#### TEKS BACAAN:

* * *

Pada dasarnya hukum
muamalah adalah mubah (diperbolehkan) sebagaimana yang telah disepakati oleh
mayoritas ulama fiqih dalam kitab-kitab mereka dengan menetapkan sebuah kaidah
fiqhiyah yang berbunyi ‘Al-Ashlu Fil Asy-ya-i Wal A’yani Al-Ibahatu’. Kaidah
ini berlandaskan beberapa dalil syar’i, di antaranya adalah firman Allah:
هُوَ الَّذِي خَلَقَ لَكُمْ مَا فِي الأرْضِ جَمِيعًا
“Dialah (Allah) yang menciptakan segala apa yang ada di bumi untukmu.”
(QS. Al-Baqarah: 29)
Dan jual beli (perdagangan) adalah termasuk dalam katagori
muamalah yang dihalalkan oleh Allah, sebagaimana firman-Nya:
وَأَحَلَّ اللَّهُ الْبَيْعَ
“Dan Allah telah menghalalkan jual beli.” (Q.S. Al Baqarah:
275).
Al-Hafizh Ibnu katsir dalam tafsir ayat diatas mengatakan:
“Apa-apa yang bermanfaat bagi hamba-Nya maka Allah memperbolehkannya dan
apa-apa yang memadharatkannya maka Dia melarangnya bagi mereka”.
Dari ayat ini para ulama mengambil sebuah kaidah bahwa seluruh
bentuk jual beli hukum asalnya boleh kecuali jual beli yang dilarang oleh Allah
dan Rasul-Nya. Yaitu setiap transaksi jual beli yang tidak memenuhi syarat
sahnya atau terdapat larangan dalam unsur jual-beli tersebut.

* * *

#### DATA YANG DIBERIKAN:
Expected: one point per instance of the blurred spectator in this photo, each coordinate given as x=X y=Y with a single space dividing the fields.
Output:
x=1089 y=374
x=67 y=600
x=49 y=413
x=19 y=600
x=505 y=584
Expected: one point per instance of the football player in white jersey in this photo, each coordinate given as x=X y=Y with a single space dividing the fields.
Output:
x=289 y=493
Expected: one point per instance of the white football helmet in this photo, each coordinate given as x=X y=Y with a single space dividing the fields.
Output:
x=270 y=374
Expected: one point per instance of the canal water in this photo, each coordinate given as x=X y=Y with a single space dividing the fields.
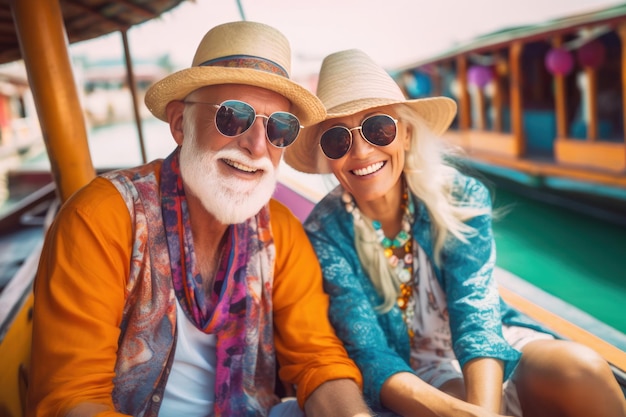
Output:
x=573 y=256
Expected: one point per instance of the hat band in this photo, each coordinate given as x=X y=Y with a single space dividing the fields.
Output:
x=246 y=61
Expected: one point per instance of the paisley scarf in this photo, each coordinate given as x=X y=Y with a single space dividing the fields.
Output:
x=238 y=310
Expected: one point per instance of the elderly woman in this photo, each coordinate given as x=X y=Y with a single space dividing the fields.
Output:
x=407 y=250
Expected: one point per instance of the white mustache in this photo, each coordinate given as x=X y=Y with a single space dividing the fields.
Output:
x=238 y=157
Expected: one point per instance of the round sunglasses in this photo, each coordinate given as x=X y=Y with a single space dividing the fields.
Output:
x=378 y=130
x=234 y=118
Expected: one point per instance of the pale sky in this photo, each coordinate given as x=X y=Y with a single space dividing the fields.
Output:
x=393 y=32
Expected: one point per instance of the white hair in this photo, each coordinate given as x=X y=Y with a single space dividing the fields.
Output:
x=429 y=175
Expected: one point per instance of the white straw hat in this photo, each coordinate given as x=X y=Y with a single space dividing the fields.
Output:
x=243 y=52
x=350 y=82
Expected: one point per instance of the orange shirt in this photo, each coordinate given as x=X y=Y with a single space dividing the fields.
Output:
x=79 y=302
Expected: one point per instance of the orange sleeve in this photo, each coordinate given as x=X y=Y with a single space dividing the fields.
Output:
x=79 y=298
x=308 y=351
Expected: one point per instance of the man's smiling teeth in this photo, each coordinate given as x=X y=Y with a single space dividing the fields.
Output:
x=368 y=170
x=239 y=166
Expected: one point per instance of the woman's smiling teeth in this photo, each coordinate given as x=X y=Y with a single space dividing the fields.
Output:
x=368 y=170
x=239 y=166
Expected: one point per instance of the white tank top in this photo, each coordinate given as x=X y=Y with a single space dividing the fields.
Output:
x=190 y=388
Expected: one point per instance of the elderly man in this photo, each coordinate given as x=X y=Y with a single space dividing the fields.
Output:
x=171 y=289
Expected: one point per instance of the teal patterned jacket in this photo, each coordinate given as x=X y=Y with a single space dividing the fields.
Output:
x=379 y=343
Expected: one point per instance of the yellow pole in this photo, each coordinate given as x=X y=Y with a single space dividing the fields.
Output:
x=43 y=42
x=560 y=98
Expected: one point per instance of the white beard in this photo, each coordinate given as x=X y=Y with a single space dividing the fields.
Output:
x=230 y=199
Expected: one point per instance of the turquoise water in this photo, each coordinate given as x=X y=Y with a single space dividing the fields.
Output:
x=578 y=258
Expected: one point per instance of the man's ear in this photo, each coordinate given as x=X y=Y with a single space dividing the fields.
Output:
x=174 y=112
x=408 y=133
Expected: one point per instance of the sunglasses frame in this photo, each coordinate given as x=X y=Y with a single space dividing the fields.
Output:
x=360 y=127
x=256 y=115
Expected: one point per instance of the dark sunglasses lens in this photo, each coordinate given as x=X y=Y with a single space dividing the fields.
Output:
x=335 y=142
x=282 y=129
x=379 y=130
x=234 y=117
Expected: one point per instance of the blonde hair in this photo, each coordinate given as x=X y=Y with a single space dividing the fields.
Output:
x=429 y=176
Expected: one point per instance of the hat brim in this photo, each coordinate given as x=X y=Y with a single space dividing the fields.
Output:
x=306 y=156
x=306 y=106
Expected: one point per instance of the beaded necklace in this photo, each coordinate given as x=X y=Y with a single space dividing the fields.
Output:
x=402 y=267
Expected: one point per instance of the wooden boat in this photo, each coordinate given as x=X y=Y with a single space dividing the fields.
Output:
x=541 y=105
x=41 y=27
x=37 y=31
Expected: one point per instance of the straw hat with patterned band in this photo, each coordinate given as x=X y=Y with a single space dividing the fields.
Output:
x=244 y=52
x=350 y=82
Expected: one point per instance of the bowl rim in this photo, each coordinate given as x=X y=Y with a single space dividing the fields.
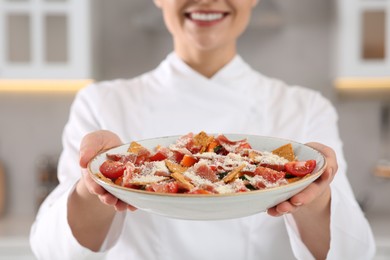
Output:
x=99 y=180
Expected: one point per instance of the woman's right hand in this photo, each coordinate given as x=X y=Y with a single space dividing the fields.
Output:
x=91 y=145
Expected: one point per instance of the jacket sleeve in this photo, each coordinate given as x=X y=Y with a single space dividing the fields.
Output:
x=351 y=235
x=50 y=235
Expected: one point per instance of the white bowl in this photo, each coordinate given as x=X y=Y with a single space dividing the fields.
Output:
x=212 y=206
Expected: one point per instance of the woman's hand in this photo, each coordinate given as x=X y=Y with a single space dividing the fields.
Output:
x=311 y=207
x=91 y=145
x=317 y=193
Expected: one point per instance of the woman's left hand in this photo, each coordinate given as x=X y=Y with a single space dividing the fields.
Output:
x=318 y=191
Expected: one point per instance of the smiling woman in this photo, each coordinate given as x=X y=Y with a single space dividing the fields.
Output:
x=203 y=85
x=205 y=32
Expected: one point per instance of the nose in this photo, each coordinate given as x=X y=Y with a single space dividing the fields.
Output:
x=205 y=1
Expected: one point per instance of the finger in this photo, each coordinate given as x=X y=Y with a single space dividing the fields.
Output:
x=314 y=190
x=329 y=154
x=91 y=185
x=96 y=142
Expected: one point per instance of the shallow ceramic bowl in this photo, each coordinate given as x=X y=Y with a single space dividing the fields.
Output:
x=215 y=206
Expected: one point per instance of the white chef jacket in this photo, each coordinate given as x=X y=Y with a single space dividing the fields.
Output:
x=174 y=99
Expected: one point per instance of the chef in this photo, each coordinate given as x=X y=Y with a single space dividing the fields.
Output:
x=203 y=85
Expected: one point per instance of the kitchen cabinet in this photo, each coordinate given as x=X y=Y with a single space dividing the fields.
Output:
x=363 y=58
x=45 y=39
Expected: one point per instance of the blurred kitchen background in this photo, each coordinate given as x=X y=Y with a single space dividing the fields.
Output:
x=51 y=48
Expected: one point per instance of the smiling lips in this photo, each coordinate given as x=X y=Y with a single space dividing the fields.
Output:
x=203 y=18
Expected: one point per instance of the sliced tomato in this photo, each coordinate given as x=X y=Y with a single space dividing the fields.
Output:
x=142 y=157
x=112 y=169
x=206 y=172
x=188 y=161
x=300 y=168
x=269 y=174
x=199 y=191
x=276 y=167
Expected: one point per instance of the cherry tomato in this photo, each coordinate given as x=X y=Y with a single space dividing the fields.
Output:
x=158 y=156
x=112 y=169
x=300 y=168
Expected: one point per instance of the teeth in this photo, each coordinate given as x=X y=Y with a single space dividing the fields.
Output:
x=206 y=17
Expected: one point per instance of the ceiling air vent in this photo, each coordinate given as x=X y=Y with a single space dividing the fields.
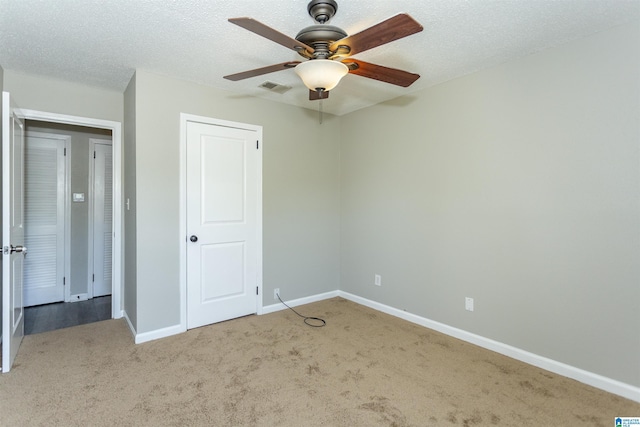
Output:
x=275 y=87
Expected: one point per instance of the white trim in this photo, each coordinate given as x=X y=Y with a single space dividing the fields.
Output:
x=116 y=136
x=595 y=380
x=91 y=213
x=182 y=239
x=300 y=301
x=133 y=330
x=158 y=333
x=79 y=297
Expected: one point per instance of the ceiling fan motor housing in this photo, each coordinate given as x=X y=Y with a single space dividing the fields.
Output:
x=322 y=10
x=320 y=37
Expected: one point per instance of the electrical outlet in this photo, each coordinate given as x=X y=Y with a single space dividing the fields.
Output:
x=468 y=304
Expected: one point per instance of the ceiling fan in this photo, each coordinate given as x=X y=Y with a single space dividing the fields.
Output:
x=328 y=49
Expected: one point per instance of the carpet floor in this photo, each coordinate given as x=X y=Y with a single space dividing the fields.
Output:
x=365 y=368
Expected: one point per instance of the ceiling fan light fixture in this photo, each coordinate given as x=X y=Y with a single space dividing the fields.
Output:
x=321 y=74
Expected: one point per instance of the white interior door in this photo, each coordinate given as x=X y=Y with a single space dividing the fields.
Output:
x=102 y=197
x=44 y=217
x=222 y=222
x=13 y=249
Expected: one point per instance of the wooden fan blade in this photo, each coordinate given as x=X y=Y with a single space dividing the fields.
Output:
x=314 y=95
x=271 y=34
x=378 y=72
x=394 y=28
x=261 y=71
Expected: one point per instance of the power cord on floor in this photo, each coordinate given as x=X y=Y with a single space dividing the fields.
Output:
x=306 y=318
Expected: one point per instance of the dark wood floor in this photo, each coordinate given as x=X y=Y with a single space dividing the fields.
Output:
x=42 y=318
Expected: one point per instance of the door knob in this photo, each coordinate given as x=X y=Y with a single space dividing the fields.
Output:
x=18 y=249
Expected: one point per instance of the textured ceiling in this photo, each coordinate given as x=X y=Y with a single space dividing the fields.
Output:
x=102 y=42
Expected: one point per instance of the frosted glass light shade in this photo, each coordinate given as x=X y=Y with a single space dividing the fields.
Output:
x=321 y=74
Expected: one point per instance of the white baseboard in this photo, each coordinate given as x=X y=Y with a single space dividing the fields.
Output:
x=159 y=333
x=133 y=330
x=300 y=301
x=78 y=297
x=595 y=380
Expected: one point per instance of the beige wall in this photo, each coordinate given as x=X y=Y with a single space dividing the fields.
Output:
x=300 y=193
x=129 y=193
x=57 y=96
x=1 y=241
x=517 y=186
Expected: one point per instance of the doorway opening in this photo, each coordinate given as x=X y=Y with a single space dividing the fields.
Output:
x=106 y=138
x=68 y=225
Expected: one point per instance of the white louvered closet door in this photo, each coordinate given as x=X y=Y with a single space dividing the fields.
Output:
x=44 y=198
x=102 y=220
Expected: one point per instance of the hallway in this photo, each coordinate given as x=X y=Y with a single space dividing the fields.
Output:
x=48 y=317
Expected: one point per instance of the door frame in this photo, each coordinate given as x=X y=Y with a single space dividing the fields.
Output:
x=116 y=136
x=182 y=239
x=92 y=210
x=67 y=199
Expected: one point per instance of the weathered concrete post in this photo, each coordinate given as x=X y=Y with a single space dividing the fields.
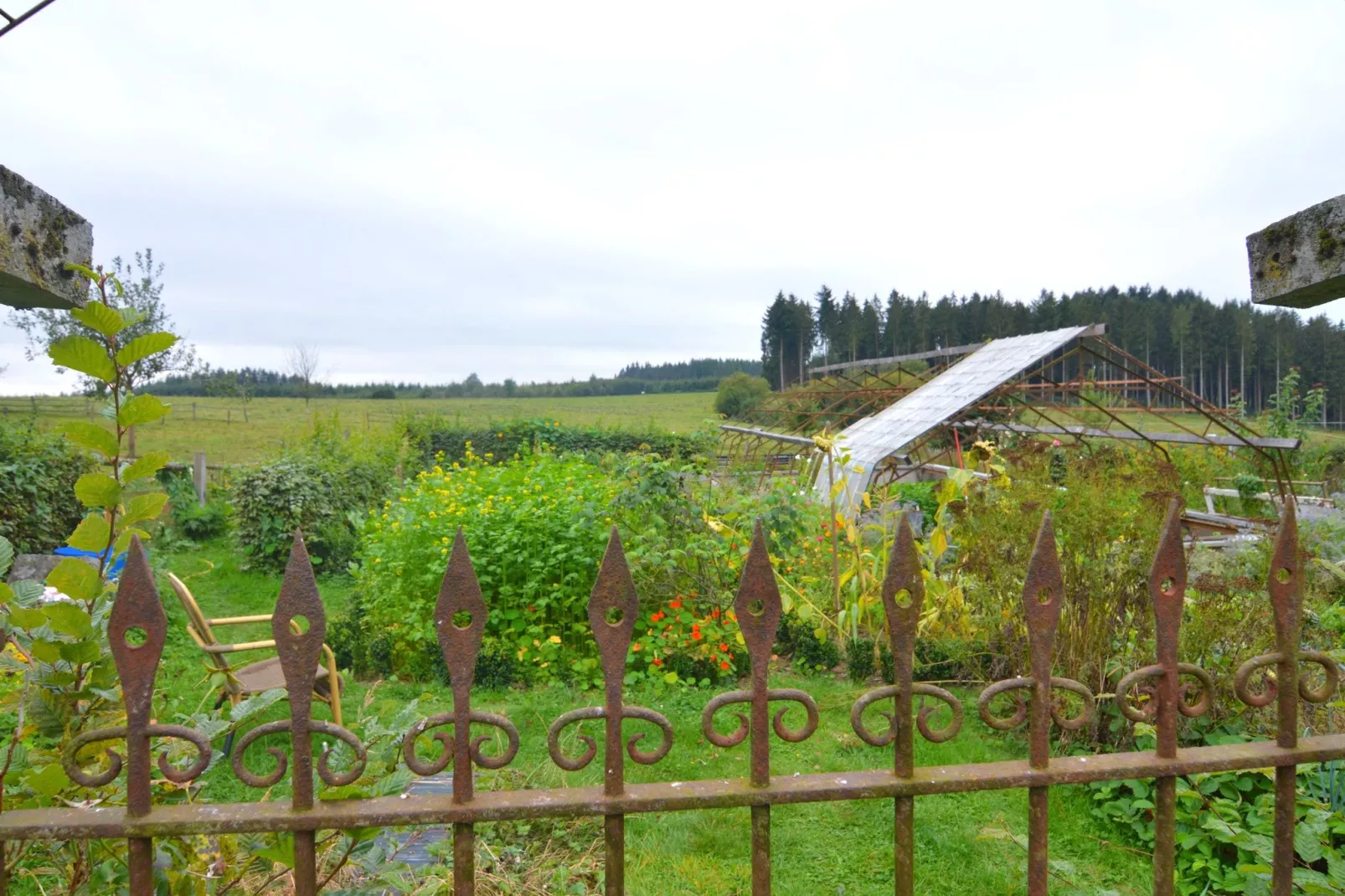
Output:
x=198 y=476
x=38 y=237
x=1300 y=261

* * *

#### SOAL SINGKAT:
Lanjutkan teks bacaan tentang hukum asal muamalah dan jual beli, mulai setelah kalimat terakhir yang tertera.

#### JAWABAN TERTULIS:
PENGERTIAN
JUAL BELI
Jual Beli bisa didefinisikan sebagai: Suatu transaksi pemindahan
pemilikan suatu barang dari satu pihak (penjual) ke pihak lain (pembeli) dengan
imbalan suatu barang lain atau uang.
Atau dengan kata lain, jual beli itu adalah ijab dan qabul,yaitu
suatu proses penyerahan dan penerimaan dalam transaksi barang atau jasa.
Islam mensyaratkan adanya saling rela antara kedua belah pihak
yang bertransaksi. Hadits riwayat Ibnu Hibban dan Ibnu Majah menjelaskan hal
tersebut:
إِنَّمَا الْبَيْعُ عَنْ تَرَاضٍ
“Sesungguhnya Jual Beli itu haruslah dengan saling suka sama
suka.”
Oleh karena kerelaan adalah perkara yang tersembunyi, maka
ketergantungan hukum sah tidaknya jual beli itu dilihat dari cara-cara yang
nampak (dhahir) yang menunjukkan suka sama suka, seperti adanya ucapan
penyerahan dan penerimaan.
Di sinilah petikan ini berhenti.